The full listing should be set down exactly as it reads.

= Beginning of Section =

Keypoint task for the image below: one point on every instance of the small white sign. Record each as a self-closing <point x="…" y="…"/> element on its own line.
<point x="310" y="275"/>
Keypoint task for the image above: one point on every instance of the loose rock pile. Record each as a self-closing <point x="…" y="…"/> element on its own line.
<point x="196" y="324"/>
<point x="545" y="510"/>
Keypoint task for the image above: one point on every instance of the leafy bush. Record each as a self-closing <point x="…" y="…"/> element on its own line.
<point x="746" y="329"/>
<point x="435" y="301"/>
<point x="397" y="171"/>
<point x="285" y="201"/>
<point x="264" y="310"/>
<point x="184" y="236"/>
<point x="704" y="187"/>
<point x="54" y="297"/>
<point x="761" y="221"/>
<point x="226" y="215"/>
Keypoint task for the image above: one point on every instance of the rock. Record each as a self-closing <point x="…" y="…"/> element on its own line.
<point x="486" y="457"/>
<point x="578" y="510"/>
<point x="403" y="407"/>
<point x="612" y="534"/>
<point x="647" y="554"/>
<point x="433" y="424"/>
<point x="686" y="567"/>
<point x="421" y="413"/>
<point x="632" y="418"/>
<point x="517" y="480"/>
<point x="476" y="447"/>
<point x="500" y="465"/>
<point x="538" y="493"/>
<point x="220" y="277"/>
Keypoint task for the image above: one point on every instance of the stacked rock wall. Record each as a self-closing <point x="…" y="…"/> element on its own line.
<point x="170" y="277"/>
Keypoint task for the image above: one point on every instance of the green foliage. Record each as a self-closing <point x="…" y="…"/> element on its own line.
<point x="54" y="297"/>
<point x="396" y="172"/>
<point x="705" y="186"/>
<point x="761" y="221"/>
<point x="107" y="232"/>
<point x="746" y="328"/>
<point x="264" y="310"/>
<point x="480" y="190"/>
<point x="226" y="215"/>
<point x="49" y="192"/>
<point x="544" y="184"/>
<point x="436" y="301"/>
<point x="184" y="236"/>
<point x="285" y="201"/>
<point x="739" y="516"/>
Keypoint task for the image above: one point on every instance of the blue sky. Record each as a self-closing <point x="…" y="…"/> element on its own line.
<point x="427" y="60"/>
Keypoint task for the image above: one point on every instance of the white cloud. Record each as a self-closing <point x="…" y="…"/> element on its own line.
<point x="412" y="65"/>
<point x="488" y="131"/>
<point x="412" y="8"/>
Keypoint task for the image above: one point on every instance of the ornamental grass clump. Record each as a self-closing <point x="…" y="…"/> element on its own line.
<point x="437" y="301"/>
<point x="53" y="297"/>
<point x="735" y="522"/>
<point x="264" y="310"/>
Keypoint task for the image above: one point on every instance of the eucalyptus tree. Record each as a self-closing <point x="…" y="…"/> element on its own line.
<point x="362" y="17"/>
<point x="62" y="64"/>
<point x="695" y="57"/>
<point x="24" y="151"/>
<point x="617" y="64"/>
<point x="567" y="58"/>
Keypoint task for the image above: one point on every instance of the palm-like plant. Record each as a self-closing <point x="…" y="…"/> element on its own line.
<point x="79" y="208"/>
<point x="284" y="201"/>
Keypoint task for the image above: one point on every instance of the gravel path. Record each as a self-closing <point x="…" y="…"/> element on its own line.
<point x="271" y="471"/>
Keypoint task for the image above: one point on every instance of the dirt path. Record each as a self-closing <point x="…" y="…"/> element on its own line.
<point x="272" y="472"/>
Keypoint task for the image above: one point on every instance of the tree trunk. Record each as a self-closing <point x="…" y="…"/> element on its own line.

= End of Section =

RESPONSE BOX:
Keypoint task for the image below: one point on every instance of the small white sign. Record each as a self-closing <point x="…" y="…"/> element on its own line.
<point x="310" y="275"/>
Keypoint task for the image above: one point on every instance of the loose rock pile. Record each as a self-closing <point x="…" y="…"/> element on its own line.
<point x="196" y="324"/>
<point x="545" y="510"/>
Keypoint task for the image above: one point on every instance of the leafy bush. Record each as a self-closing <point x="…" y="…"/> element on its own line.
<point x="746" y="329"/>
<point x="435" y="301"/>
<point x="397" y="171"/>
<point x="285" y="201"/>
<point x="264" y="310"/>
<point x="184" y="236"/>
<point x="704" y="187"/>
<point x="54" y="297"/>
<point x="761" y="221"/>
<point x="226" y="215"/>
Keypoint task for the image above: one point on every instance of the rock. Record each as a self-closing <point x="…" y="…"/> element on its own line.
<point x="486" y="457"/>
<point x="578" y="510"/>
<point x="403" y="407"/>
<point x="612" y="534"/>
<point x="647" y="554"/>
<point x="433" y="424"/>
<point x="686" y="567"/>
<point x="421" y="413"/>
<point x="632" y="418"/>
<point x="517" y="480"/>
<point x="476" y="447"/>
<point x="500" y="465"/>
<point x="538" y="493"/>
<point x="220" y="277"/>
Keypoint task for the image above: one point on every instance of the stacked rock wall. Record each as a self-closing <point x="…" y="…"/> element on its own line.
<point x="170" y="277"/>
Keypoint task for the image above: one point on every instance of the green foliage. Record each as a self-closing <point x="…" y="…"/> element on its own line.
<point x="54" y="297"/>
<point x="396" y="172"/>
<point x="705" y="186"/>
<point x="761" y="221"/>
<point x="107" y="232"/>
<point x="746" y="328"/>
<point x="264" y="310"/>
<point x="480" y="190"/>
<point x="226" y="215"/>
<point x="49" y="192"/>
<point x="544" y="184"/>
<point x="436" y="301"/>
<point x="184" y="236"/>
<point x="285" y="201"/>
<point x="739" y="516"/>
Keypoint task for the image above: one point on every instance of the blue sky. Record each as a self-closing <point x="…" y="…"/> element on its own line.
<point x="427" y="60"/>
Keypoint task for the image above: one point on every instance of the white cloud. Record each as a self-closing <point x="…" y="…"/> element on its own line.
<point x="412" y="65"/>
<point x="488" y="131"/>
<point x="412" y="8"/>
Keypoint task for the image above: one point on every instance of the ornamental grass clump. Record each as a self-closing <point x="…" y="…"/> element on its own line.
<point x="437" y="301"/>
<point x="53" y="297"/>
<point x="735" y="522"/>
<point x="264" y="310"/>
Keypoint task for the image above: one point on every instance of the eucalyptus tree. Record each as a self-closing <point x="…" y="…"/> element on its own line.
<point x="362" y="17"/>
<point x="62" y="64"/>
<point x="695" y="57"/>
<point x="24" y="151"/>
<point x="617" y="64"/>
<point x="567" y="58"/>
Keypoint task for the image above: one point on every instance of the palm-like plant. Record each as a self-closing <point x="…" y="…"/> element on its own line.
<point x="79" y="208"/>
<point x="284" y="201"/>
Keypoint task for the image above: one point on every instance of the gravel path. Record each as a self-closing <point x="…" y="…"/> element on its own line.
<point x="271" y="471"/>
Keypoint task for the image above: one point on every instance of the dirt path. Record each as a self-closing <point x="…" y="…"/> element on its own line.
<point x="272" y="472"/>
Keypoint task for the image above: one point on every instance of the tree trunk. Record each as a self-closing <point x="…" y="…"/> element on its own line.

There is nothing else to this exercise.